Records for this exercise:
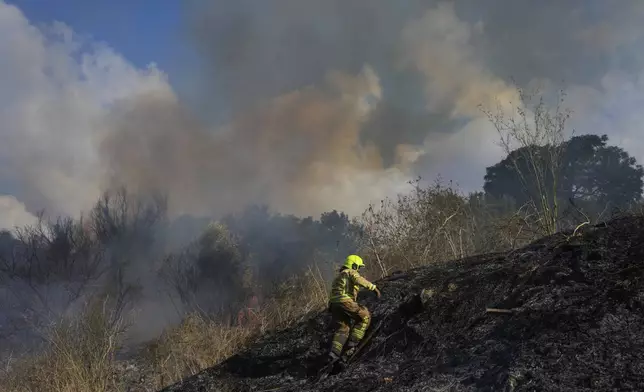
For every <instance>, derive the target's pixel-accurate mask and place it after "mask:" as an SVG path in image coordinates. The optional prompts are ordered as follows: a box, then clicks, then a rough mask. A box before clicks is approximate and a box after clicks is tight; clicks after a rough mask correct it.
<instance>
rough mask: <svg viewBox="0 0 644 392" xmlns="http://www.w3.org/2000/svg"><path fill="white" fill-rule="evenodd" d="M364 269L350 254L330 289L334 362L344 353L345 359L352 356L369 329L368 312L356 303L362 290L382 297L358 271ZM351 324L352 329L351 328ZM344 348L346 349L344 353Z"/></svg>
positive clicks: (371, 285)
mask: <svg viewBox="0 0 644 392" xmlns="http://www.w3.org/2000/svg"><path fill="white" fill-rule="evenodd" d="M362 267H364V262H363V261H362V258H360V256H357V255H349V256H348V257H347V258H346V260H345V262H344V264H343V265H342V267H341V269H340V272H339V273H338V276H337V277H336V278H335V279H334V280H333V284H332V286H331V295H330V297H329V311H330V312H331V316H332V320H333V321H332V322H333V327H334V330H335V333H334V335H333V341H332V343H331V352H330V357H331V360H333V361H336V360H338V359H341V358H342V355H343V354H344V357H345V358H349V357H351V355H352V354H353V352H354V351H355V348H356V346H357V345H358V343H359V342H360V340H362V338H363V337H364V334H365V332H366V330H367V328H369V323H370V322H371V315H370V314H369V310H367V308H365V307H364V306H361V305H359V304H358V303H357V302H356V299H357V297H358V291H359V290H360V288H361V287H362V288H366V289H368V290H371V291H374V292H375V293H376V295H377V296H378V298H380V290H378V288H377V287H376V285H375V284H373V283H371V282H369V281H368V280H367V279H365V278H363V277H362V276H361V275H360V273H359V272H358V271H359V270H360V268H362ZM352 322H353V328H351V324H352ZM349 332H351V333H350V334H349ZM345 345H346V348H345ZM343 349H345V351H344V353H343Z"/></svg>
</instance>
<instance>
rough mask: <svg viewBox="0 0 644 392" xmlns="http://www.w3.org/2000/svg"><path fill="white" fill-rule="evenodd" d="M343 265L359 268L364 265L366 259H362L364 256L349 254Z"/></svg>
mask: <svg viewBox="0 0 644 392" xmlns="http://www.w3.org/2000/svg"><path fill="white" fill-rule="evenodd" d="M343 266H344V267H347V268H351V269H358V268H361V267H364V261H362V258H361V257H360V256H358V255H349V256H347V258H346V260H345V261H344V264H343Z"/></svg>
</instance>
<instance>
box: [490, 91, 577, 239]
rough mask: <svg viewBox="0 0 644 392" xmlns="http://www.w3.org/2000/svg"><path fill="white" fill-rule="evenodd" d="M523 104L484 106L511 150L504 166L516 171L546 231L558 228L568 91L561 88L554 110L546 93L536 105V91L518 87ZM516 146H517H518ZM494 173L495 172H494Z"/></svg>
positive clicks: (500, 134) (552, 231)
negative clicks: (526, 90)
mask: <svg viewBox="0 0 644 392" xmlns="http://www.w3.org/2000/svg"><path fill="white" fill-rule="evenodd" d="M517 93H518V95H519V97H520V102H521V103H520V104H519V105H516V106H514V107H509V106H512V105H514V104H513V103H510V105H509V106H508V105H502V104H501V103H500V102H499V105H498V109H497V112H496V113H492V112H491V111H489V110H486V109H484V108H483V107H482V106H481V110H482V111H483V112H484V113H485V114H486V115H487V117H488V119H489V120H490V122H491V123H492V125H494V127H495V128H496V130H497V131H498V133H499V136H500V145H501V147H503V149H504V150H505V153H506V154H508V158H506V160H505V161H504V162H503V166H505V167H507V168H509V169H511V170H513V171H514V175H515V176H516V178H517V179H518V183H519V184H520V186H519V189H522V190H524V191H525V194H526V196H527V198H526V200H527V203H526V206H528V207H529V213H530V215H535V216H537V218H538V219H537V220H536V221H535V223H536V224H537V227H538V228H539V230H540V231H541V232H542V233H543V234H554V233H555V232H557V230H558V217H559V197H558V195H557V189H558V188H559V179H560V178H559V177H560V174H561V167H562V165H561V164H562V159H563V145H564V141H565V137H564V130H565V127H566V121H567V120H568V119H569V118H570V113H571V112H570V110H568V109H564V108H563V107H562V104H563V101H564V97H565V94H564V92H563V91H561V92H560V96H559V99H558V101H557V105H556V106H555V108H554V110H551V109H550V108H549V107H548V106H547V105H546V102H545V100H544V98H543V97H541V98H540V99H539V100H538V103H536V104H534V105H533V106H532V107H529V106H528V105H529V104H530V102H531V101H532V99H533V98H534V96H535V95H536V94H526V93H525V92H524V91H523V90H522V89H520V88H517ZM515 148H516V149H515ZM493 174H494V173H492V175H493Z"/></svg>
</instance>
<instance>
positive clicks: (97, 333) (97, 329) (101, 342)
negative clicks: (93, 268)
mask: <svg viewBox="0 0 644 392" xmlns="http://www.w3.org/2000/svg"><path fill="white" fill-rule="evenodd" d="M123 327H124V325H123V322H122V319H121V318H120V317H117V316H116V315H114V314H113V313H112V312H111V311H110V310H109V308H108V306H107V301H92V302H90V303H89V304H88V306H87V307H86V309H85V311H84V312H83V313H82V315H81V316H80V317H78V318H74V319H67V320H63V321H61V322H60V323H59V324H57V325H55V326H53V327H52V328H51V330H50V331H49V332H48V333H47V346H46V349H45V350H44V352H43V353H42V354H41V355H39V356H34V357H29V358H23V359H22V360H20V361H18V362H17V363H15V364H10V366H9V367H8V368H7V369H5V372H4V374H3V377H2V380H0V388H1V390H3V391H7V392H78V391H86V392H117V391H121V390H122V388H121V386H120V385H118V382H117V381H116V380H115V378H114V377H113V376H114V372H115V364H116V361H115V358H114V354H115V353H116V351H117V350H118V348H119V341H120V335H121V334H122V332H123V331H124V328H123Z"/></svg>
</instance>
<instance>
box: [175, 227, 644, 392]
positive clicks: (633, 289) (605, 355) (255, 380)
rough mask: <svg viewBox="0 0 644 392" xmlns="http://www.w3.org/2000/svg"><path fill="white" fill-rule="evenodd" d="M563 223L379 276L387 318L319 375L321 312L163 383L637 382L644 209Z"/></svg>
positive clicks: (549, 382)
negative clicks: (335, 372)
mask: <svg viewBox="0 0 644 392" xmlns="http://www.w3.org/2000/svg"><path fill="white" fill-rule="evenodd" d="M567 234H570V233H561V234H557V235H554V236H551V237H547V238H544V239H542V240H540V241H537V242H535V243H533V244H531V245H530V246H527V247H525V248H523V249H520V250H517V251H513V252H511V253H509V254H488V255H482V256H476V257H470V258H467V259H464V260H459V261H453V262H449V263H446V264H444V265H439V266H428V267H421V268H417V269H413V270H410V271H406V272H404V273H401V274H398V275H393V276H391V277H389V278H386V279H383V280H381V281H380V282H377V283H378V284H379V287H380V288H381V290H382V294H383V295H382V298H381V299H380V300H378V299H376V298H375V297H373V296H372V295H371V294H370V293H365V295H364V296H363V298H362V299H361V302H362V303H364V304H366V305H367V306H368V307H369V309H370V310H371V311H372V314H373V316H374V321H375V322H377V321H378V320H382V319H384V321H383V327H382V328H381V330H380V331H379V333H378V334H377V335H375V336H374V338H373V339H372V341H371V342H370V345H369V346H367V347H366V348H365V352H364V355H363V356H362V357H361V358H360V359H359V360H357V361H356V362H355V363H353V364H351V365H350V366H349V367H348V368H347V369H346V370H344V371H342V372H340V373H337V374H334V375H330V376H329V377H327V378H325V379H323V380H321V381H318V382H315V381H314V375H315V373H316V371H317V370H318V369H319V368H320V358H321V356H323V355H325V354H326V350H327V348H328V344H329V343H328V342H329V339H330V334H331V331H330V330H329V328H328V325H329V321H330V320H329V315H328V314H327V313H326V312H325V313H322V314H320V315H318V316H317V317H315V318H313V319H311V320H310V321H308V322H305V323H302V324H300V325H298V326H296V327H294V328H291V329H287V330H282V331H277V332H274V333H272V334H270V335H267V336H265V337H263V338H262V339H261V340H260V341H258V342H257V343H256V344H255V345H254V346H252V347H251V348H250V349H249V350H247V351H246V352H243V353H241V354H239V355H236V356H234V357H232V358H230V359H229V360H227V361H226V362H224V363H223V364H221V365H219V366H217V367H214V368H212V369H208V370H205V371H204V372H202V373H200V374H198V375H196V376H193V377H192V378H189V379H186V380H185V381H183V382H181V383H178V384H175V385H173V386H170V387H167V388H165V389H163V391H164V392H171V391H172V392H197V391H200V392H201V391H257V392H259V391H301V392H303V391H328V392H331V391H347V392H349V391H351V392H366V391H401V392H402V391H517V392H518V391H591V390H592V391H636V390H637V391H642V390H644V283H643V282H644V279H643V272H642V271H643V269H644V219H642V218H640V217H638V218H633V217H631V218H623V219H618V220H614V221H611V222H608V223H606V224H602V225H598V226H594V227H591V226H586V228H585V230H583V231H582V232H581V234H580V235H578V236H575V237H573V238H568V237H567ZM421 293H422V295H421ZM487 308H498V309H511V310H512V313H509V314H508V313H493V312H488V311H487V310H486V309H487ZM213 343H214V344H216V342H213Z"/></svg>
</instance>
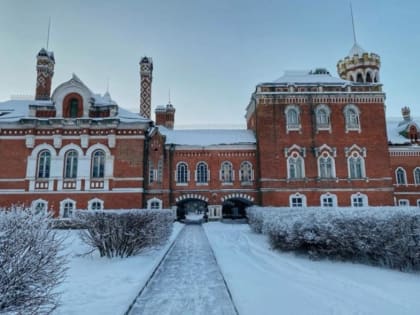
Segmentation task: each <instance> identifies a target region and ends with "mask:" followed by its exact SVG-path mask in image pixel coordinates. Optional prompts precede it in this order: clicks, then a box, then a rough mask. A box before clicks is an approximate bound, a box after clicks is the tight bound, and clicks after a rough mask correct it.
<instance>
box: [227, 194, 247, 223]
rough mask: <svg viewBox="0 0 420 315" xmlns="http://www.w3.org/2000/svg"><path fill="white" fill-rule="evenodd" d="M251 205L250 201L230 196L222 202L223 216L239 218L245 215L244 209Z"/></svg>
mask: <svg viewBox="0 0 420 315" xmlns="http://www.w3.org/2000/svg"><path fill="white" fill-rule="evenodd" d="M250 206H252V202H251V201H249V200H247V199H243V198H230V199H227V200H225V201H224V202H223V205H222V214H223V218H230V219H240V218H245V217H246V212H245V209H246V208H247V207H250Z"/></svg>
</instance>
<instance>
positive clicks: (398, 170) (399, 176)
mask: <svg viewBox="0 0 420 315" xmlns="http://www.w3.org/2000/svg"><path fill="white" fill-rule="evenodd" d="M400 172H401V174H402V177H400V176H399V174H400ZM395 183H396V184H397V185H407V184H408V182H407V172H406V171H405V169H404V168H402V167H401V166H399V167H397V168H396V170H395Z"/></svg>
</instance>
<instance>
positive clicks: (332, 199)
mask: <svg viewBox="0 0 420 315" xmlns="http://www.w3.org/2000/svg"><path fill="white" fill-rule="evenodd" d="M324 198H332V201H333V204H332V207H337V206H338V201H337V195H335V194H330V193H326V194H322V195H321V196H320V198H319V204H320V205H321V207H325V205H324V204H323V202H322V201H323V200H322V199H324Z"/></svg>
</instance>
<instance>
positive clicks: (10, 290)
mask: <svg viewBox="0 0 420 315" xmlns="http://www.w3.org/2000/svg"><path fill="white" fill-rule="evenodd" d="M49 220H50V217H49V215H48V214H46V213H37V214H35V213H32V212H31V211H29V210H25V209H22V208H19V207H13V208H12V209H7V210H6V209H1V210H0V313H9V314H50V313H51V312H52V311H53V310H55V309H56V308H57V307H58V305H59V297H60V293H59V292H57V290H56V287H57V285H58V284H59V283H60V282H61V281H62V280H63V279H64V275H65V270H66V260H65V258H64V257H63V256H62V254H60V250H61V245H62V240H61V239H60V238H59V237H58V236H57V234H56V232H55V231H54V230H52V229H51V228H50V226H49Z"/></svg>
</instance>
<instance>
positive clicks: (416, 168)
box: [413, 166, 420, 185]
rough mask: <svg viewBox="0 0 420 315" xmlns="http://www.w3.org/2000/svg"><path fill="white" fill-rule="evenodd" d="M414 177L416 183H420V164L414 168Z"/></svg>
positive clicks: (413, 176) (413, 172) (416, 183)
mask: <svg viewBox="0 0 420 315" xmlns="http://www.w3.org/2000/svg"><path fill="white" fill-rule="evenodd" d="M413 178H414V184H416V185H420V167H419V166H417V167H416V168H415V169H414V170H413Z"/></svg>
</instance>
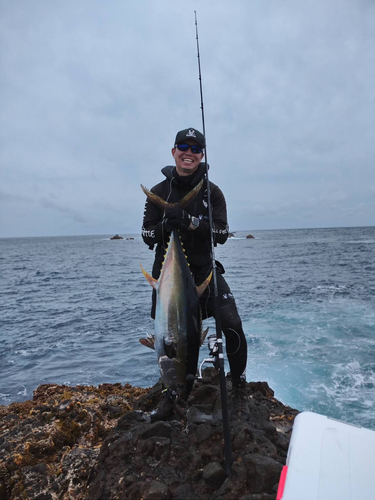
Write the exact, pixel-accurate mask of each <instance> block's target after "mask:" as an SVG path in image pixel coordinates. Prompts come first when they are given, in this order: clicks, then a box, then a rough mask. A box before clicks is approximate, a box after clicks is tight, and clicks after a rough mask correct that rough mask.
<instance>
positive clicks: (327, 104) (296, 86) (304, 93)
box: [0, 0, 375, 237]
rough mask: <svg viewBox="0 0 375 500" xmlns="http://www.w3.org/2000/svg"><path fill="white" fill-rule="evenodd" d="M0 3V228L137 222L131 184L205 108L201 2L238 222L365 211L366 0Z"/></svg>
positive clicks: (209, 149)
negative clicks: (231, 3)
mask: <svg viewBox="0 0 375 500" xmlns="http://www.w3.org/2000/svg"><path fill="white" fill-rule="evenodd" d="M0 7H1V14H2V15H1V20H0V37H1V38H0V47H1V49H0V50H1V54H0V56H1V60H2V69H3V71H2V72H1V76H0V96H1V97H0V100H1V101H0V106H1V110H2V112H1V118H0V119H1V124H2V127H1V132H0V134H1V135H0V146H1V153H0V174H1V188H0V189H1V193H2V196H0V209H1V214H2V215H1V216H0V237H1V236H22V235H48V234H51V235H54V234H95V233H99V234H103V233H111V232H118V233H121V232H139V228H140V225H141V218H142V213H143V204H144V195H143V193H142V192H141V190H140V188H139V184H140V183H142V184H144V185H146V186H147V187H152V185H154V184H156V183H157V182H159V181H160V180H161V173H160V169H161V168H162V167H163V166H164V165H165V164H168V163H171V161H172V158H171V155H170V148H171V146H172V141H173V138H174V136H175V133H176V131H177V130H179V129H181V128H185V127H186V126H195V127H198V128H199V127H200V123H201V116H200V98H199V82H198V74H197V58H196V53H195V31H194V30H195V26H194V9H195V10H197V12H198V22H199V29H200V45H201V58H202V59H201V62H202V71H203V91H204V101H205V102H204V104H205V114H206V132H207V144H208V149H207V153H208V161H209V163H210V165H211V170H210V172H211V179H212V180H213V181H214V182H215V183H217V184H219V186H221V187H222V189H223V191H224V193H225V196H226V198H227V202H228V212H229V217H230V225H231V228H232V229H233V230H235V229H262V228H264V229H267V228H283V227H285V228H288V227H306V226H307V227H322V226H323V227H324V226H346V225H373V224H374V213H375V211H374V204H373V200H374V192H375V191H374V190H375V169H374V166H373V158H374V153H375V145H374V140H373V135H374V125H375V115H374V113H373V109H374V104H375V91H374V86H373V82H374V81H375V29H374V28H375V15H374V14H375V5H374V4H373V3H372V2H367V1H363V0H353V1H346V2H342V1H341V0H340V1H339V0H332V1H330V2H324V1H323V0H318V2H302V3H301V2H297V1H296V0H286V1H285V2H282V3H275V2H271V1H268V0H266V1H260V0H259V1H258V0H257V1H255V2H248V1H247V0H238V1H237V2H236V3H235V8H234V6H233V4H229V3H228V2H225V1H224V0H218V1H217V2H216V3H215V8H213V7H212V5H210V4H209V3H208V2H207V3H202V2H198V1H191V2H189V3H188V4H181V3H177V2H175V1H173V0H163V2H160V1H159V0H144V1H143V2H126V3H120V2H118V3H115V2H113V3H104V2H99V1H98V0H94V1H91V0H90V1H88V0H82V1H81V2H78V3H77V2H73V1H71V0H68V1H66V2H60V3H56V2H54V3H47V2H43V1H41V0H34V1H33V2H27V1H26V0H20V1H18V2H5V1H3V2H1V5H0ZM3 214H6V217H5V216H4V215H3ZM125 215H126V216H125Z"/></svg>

What needs to be done: Counting lines with the word "each" in the listing, state the resulting number and nothing else.

Answer below: 2